**Problem to solve**
Which lines in the listing below contain the word "distant"? Copy each of them in full.
--- Begin Exercise material ---
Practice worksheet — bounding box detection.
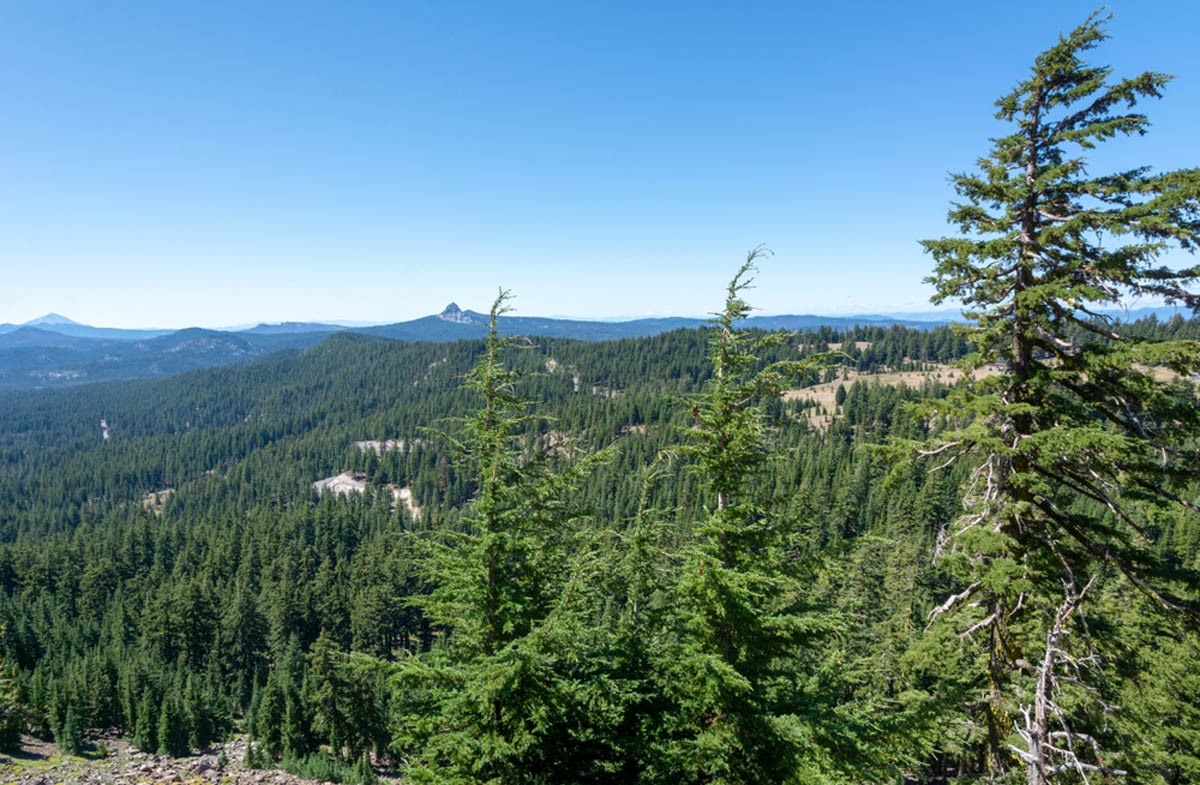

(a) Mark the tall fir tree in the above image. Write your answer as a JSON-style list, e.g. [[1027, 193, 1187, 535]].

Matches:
--- End Exercise material ---
--- Begin Exercise material ---
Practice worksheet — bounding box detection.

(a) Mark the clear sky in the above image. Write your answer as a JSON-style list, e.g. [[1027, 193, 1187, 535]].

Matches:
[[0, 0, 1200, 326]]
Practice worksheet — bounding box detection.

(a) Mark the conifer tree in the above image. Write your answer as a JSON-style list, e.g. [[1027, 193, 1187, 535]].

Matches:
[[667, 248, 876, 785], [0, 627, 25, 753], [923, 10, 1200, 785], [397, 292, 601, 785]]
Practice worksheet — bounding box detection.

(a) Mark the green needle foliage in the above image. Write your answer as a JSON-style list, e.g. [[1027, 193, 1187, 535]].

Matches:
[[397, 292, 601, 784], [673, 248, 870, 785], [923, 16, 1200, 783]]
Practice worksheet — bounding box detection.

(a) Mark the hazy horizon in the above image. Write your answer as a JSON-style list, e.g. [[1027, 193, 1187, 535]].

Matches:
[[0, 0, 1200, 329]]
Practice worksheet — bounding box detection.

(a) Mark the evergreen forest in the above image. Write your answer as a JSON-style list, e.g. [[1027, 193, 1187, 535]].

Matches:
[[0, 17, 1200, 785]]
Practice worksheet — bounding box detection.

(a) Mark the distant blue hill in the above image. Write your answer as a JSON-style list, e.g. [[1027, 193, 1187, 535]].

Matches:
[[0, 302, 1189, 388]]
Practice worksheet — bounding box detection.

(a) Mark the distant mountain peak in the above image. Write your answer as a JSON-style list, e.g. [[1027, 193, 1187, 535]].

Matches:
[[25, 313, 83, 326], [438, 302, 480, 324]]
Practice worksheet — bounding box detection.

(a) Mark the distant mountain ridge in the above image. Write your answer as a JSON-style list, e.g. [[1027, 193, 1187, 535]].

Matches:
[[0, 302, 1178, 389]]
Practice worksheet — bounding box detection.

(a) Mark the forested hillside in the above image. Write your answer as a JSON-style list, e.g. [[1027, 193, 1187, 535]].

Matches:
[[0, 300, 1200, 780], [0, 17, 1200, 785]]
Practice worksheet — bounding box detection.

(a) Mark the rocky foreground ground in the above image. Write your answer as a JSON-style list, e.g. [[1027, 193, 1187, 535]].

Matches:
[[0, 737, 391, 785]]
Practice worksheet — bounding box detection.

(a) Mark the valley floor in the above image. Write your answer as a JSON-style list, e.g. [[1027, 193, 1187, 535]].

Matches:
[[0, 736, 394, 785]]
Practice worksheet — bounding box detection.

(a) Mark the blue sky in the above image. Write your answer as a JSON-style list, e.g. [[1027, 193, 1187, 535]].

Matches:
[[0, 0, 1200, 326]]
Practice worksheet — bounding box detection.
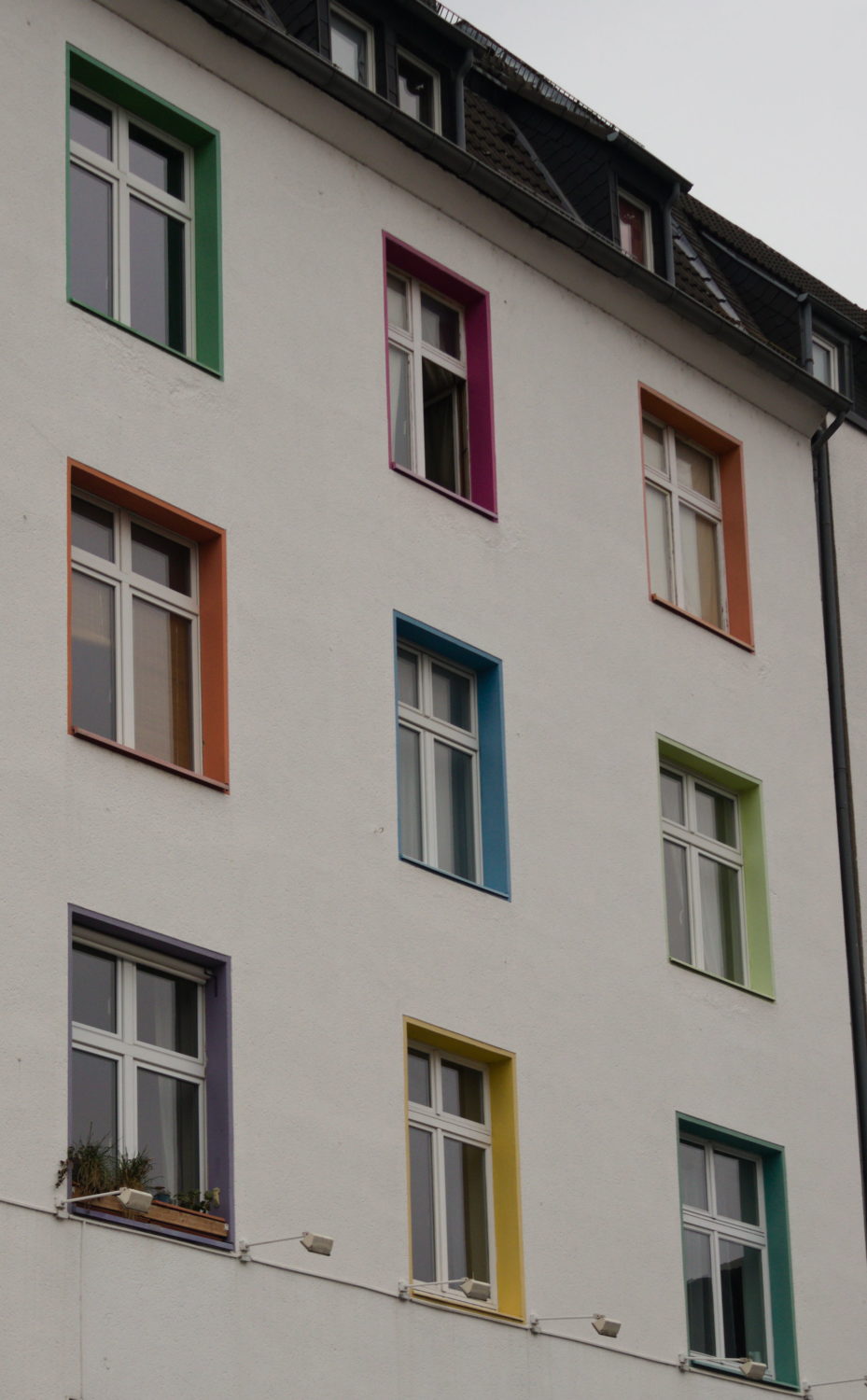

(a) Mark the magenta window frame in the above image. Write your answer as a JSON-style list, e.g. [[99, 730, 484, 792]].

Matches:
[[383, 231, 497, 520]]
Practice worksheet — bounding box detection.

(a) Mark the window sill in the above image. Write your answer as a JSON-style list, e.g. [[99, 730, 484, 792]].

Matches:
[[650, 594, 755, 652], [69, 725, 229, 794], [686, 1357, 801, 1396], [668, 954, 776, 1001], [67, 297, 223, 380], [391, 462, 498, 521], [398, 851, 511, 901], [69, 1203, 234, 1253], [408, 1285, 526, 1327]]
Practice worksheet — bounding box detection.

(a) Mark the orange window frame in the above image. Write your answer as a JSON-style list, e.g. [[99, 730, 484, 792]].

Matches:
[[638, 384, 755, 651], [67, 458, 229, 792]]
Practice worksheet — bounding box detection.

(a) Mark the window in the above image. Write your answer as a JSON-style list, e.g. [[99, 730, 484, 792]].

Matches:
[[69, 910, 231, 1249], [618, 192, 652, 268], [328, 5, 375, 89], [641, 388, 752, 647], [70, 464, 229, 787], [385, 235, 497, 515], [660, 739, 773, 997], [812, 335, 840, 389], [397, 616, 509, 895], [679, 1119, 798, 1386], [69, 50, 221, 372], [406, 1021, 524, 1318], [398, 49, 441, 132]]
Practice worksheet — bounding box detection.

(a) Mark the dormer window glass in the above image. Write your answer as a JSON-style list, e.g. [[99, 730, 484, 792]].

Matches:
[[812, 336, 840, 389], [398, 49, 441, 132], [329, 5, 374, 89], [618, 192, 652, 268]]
--- End Exercise material ---
**Solution for this exercise**
(a) Mark the distant blue hill in the above image. Write your answer as a JSON-style list, e.g. [[1027, 193, 1187, 535]].
(a) Mark the distant mountain peak in the above image. Write your answer as a JSON-style list, e.g. [[1027, 193, 1187, 535]].
(a) Mark the distant mountain ridge in the above image. Write your answer as a JSON-style list, e.g. [[1027, 193, 1187, 535]].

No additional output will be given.